— Task instructions —
The text of every record, exactly as given and with no pictures, should be your output.

— Source material —
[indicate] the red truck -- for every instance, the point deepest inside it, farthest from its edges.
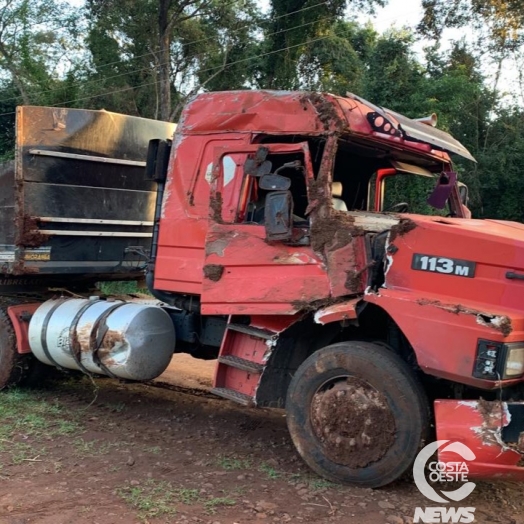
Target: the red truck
(271, 242)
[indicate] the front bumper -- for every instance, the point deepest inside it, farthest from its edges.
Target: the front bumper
(494, 431)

— Solution to this problem —
[indicate] the red truck -- for every instance, the point deepest inside it, farthest from its edges.
Target: the red truck
(271, 242)
[indicate] the front bumper -- for every instance, the point deepest inside it, farthest from its edges.
Target: the front bumper
(494, 431)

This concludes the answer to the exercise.